**WHAT NEEDS TO BE DONE**
Look below for the line holding "Query: rock outcrop" and the line holding "like [613, 1263].". Transcribe exactly those lines and all lines between them, nothing more.

Natural-language object grounding data:
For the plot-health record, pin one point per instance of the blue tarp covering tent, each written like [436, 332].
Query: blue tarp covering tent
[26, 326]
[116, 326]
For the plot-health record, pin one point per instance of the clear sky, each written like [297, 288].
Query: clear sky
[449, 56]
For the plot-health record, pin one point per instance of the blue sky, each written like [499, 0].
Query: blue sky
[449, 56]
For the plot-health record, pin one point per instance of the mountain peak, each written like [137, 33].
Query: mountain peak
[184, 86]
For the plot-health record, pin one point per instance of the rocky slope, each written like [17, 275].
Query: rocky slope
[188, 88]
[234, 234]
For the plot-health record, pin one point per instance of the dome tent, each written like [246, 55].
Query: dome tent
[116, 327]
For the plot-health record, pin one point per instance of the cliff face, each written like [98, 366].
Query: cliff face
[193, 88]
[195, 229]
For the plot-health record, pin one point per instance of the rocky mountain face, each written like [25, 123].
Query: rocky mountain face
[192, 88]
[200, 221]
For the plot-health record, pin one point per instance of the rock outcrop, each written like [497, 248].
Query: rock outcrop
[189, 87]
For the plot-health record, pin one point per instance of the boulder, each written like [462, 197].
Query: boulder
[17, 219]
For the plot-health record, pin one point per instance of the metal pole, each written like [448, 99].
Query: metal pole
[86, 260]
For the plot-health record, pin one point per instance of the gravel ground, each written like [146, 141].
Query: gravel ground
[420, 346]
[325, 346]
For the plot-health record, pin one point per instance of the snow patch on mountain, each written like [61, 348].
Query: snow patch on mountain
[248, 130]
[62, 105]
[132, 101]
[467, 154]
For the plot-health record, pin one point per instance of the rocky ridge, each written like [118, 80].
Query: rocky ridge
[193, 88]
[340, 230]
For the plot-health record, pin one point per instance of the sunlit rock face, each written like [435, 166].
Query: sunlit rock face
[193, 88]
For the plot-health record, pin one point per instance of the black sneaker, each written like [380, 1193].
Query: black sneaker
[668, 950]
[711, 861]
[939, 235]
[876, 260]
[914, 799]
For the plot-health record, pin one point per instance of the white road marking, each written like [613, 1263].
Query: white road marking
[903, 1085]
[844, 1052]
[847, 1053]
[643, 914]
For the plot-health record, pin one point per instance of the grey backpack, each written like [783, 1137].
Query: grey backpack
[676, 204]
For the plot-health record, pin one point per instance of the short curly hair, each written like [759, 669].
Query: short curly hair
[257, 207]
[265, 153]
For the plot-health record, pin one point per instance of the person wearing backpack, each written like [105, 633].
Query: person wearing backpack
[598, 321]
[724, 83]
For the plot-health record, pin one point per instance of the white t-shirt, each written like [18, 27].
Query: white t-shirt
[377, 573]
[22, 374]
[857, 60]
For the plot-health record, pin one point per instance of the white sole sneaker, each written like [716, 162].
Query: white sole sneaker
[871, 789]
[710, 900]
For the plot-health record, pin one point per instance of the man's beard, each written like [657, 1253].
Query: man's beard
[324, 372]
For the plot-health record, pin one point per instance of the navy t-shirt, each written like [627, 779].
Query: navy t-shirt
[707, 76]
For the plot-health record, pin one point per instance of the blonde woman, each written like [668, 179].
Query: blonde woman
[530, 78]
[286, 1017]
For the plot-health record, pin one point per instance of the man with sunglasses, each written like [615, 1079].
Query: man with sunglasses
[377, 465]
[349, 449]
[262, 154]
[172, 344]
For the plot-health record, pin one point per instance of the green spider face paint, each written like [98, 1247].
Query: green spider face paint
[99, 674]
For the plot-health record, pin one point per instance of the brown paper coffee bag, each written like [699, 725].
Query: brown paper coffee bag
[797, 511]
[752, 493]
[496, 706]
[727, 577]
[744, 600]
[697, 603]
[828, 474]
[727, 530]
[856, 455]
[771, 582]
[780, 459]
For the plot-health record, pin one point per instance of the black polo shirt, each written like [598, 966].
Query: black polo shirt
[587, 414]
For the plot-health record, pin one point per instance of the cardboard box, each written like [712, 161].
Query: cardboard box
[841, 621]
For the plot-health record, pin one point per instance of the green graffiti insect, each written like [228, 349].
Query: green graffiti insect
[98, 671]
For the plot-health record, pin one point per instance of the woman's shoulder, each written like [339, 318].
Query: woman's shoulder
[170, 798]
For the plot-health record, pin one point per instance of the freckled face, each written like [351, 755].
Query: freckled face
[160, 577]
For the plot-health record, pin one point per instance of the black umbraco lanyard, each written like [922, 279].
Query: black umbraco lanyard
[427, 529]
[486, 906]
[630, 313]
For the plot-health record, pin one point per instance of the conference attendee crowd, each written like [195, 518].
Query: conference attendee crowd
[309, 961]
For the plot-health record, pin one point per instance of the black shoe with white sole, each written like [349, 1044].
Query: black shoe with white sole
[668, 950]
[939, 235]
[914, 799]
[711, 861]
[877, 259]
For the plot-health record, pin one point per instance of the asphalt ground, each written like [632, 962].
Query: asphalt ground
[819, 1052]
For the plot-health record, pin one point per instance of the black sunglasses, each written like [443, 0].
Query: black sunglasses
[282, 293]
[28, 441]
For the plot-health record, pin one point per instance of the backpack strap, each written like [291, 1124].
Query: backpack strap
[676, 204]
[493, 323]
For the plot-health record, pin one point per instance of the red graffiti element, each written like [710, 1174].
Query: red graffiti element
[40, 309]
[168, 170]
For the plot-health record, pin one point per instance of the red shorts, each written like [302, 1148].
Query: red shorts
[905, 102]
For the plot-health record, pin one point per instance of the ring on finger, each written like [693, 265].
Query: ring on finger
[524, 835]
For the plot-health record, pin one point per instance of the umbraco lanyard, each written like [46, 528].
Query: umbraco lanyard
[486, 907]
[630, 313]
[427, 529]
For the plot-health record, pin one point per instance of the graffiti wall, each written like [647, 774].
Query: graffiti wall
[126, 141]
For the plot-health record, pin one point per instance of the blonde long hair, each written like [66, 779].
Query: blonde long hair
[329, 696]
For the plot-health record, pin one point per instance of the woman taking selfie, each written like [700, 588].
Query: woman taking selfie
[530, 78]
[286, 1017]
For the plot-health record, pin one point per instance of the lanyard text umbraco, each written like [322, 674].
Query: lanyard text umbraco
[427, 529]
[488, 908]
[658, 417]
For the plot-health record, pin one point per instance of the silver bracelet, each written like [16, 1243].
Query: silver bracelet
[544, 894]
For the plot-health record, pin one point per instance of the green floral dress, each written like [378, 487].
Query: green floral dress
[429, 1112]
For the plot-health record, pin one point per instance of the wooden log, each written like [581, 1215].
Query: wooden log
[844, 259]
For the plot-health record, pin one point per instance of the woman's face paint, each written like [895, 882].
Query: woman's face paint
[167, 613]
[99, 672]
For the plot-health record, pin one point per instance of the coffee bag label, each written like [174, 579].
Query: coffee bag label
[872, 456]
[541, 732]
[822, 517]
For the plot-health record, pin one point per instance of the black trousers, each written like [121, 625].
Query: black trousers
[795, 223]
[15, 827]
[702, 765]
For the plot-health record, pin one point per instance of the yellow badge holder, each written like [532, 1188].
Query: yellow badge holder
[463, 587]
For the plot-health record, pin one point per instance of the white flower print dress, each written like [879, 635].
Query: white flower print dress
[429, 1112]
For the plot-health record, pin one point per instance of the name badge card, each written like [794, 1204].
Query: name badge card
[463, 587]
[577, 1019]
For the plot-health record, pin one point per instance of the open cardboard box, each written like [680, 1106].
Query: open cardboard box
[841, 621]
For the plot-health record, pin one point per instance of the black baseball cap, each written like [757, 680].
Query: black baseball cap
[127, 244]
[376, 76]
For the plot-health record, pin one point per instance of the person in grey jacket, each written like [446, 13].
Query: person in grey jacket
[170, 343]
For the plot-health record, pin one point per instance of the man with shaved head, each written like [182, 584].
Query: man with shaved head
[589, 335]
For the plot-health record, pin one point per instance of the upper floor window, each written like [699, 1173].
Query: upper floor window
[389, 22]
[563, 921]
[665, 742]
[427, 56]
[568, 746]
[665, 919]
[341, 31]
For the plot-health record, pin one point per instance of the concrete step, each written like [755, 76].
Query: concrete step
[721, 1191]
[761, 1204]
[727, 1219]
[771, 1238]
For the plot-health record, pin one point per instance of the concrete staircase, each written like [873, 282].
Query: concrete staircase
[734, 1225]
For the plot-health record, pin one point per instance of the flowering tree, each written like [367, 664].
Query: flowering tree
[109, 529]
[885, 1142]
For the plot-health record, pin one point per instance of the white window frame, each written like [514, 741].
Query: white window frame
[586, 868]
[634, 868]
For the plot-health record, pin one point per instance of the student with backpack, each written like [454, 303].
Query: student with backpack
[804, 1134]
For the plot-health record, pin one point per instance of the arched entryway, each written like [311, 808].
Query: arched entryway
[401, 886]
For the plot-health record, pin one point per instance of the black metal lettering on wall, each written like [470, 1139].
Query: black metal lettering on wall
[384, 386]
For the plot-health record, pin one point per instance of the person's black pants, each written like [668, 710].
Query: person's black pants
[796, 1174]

**SOLUTION TO THIS EXERCISE**
Query: rock outcrop
[189, 87]
For the plot-health record, pin one point per instance of the boulder, each written like [462, 197].
Query: boulder
[17, 219]
For the plot-health record, pin one point per instance of the metal pole, each written like [448, 99].
Query: metal pole
[86, 260]
For the plot-health record, pin one point per instance of the gravel ground, each written like [146, 141].
Query: gravel ground
[420, 346]
[325, 346]
For the plot-health record, pin one point per instance of the snow patch on mountain, each written like [61, 348].
Query: snow patch on mountain
[248, 130]
[62, 105]
[132, 101]
[467, 154]
For the plot-health record, pin one point per instance of the rocky ridge, each written like [118, 80].
Query: rocky ridge
[193, 88]
[340, 230]
For the plot-health record, pin one point per instance of the sunlit rock face, each written like [435, 166].
Query: sunlit rock face
[193, 88]
For the plot-health record, pin one point per instance of the black sneaker, each written like [380, 1193].
Query: black sneaker
[668, 950]
[711, 861]
[939, 235]
[876, 260]
[914, 799]
For the plot-health record, pin one point per instance of the white road marking, each written like [613, 1263].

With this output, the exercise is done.